Anniversaries can be sobering events when coming to terms with one's own aging. It has been 30 years since Ridley Scott's Alien first appeared in theaters, but it seems like only yesterday that I was seeing set designs published in Omni and eagerly awaiting the chance to see the movie. The special effects artwork for the crashed ship, the "facehugger" and the alien itself were remarkable for their time.
Today, two things I (you) didn't know about the "chestbuster." First, the design was based on a triptych by the artist Francis Bacon ("Three Studies for Figures at the Base of a Crucifixion). When the work was displayed in 1945...

◆ DATA:
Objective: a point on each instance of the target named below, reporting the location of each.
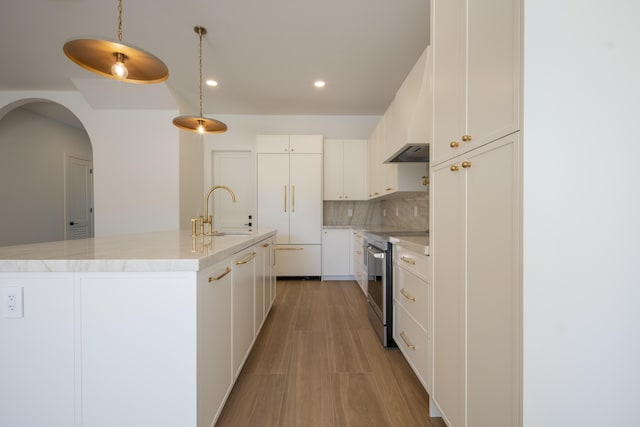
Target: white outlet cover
(12, 306)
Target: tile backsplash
(407, 211)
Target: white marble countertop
(415, 243)
(144, 252)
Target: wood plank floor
(318, 362)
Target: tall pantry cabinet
(290, 200)
(476, 212)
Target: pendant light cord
(120, 20)
(200, 34)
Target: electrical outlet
(12, 305)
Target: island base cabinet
(215, 378)
(138, 335)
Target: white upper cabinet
(290, 199)
(344, 169)
(476, 57)
(289, 144)
(409, 117)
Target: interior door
(78, 199)
(234, 169)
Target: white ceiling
(265, 54)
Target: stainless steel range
(379, 286)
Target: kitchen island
(145, 329)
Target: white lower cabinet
(130, 349)
(38, 376)
(243, 284)
(412, 310)
(215, 378)
(336, 254)
(298, 260)
(357, 258)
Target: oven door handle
(375, 253)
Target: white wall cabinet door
(476, 54)
(477, 288)
(344, 169)
(354, 171)
(333, 173)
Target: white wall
(136, 162)
(582, 213)
(33, 150)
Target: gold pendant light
(115, 59)
(200, 123)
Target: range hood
(411, 153)
(412, 114)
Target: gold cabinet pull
(408, 260)
(246, 259)
(406, 341)
(214, 279)
(407, 295)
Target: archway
(43, 150)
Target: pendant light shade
(200, 123)
(116, 59)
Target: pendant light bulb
(118, 69)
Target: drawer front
(413, 342)
(412, 261)
(412, 293)
(298, 260)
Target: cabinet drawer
(413, 261)
(412, 293)
(413, 342)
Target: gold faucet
(208, 219)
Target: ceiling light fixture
(116, 59)
(200, 123)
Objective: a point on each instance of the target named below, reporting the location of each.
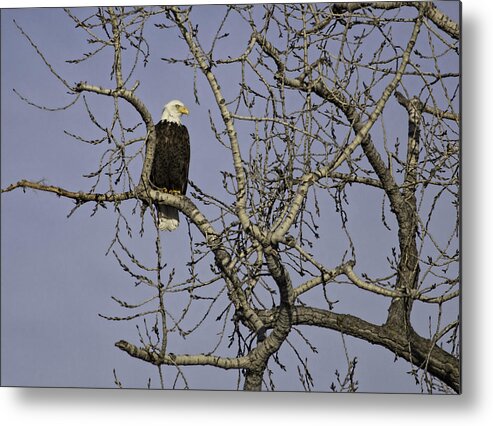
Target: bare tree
(324, 107)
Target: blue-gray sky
(55, 276)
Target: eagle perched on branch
(169, 171)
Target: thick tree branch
(413, 348)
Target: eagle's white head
(173, 111)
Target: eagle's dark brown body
(170, 167)
(171, 157)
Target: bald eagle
(169, 171)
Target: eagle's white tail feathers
(168, 219)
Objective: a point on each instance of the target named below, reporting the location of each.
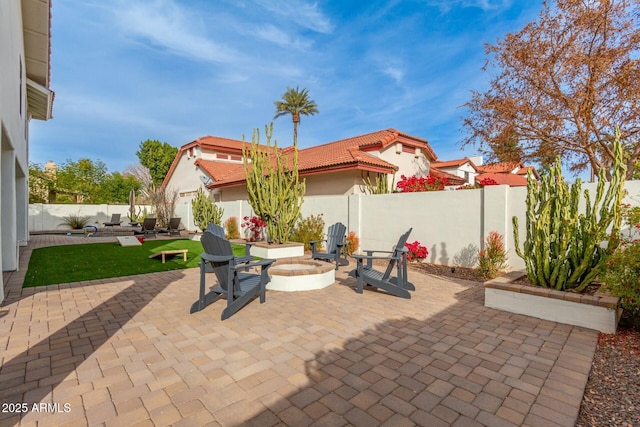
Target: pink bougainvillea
(414, 184)
(417, 252)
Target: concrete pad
(128, 241)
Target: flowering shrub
(254, 227)
(232, 228)
(417, 252)
(479, 184)
(352, 243)
(492, 258)
(307, 230)
(414, 184)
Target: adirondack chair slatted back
(396, 253)
(148, 224)
(335, 235)
(174, 223)
(215, 229)
(215, 245)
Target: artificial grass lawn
(76, 263)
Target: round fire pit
(300, 275)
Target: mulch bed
(612, 394)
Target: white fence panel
(451, 224)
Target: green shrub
(622, 271)
(75, 221)
(622, 277)
(308, 229)
(492, 258)
(231, 224)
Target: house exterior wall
(13, 137)
(409, 164)
(186, 178)
(460, 171)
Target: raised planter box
(272, 251)
(599, 311)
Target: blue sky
(129, 70)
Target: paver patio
(126, 351)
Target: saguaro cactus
(273, 186)
(563, 248)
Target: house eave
(39, 101)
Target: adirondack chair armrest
(247, 247)
(313, 244)
(358, 257)
(215, 258)
(260, 263)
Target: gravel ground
(612, 394)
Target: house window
(407, 149)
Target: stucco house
(472, 170)
(24, 95)
(334, 168)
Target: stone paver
(126, 351)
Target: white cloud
(274, 35)
(304, 14)
(446, 5)
(395, 73)
(172, 27)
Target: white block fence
(451, 224)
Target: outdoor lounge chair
(398, 285)
(219, 231)
(239, 287)
(115, 220)
(336, 241)
(148, 227)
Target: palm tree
(296, 102)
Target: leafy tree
(295, 102)
(116, 188)
(84, 177)
(157, 157)
(563, 84)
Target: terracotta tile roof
(504, 178)
(453, 179)
(524, 170)
(349, 153)
(504, 167)
(219, 171)
(452, 163)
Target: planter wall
(599, 311)
(273, 251)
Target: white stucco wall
(13, 137)
(451, 224)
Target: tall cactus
(563, 248)
(273, 186)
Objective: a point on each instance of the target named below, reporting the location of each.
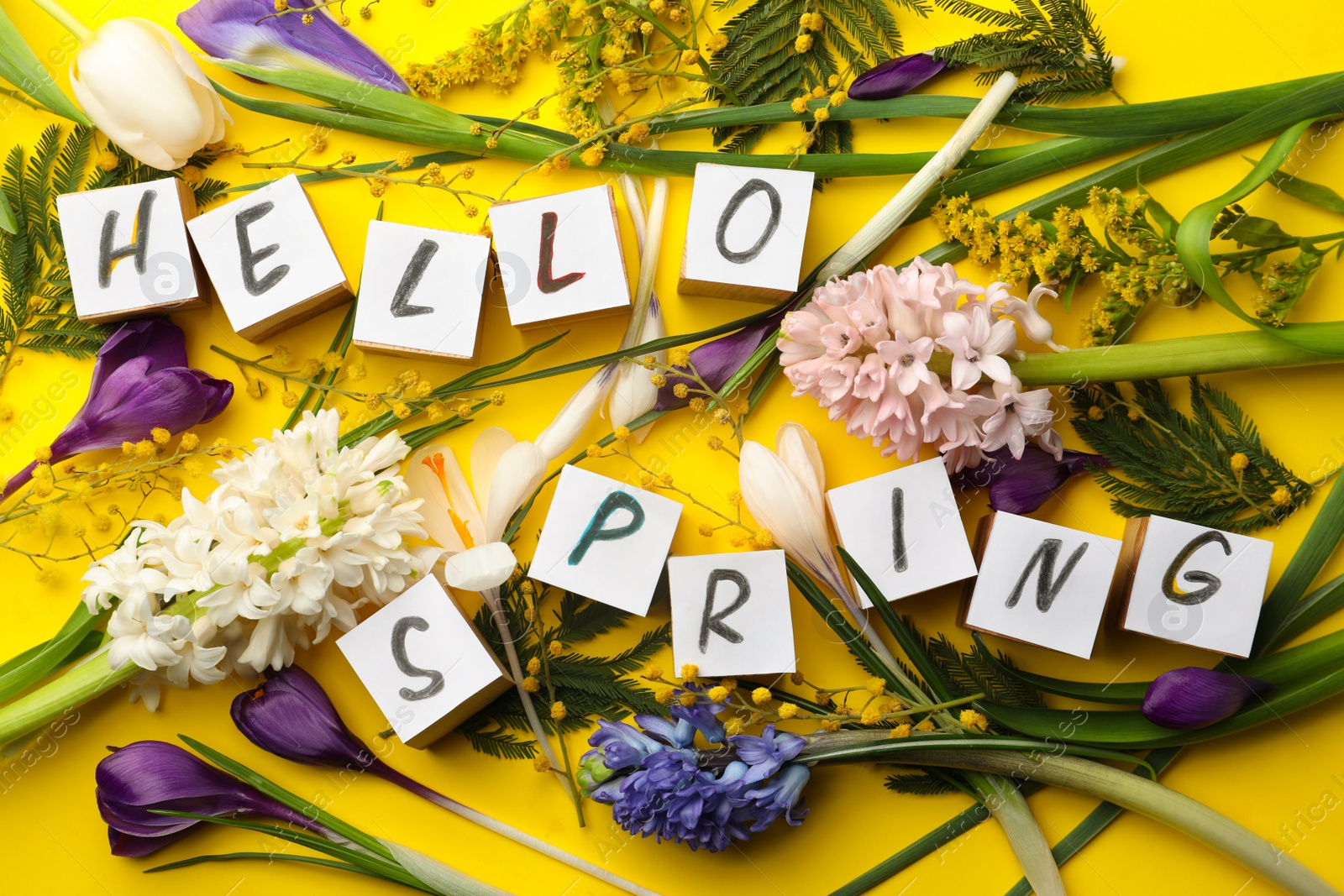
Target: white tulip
(468, 521)
(145, 92)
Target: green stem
(53, 700)
(65, 18)
(1159, 359)
(1131, 792)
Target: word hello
(140, 250)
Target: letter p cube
(605, 540)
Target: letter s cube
(423, 663)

◆ SET OF TASKS:
1) Check each statement against the Alien anniversary text and mark it yes or no, quoting the words that settle it: (a) Thirty years have passed since Alien first appeared in theaters. (b) Set designs for the film were published in Omni. (c) The chestbuster design was based on a painting by Ridley Scott.
2) Reproduce the Alien anniversary text word for word from "Anniversaries can be" to "for their time.".
Rely only on the Alien anniversary text for your responses.

◆ ANSWERS TO THE EXERCISES:
1)
(a) Yes: "It has been 30 years since Ridley Scott's Alien first appeared in theaters"
(b) Yes: "I was seeing set designs published in Omni"
(c) No: "the design was based on a triptych by the artist Francis Bacon"

2)
Anniversaries can be sobering events when coming to terms with one's own aging. It has been 30 years since Ridley Scott's Alien first appeared in theaters, but it seems like only yesterday that I was seeing set designs published in Omni and eagerly awaiting the chance to see the movie. The special effects artwork for the crashed ship, the "facehugger" and the alien itself were remarkable for their time.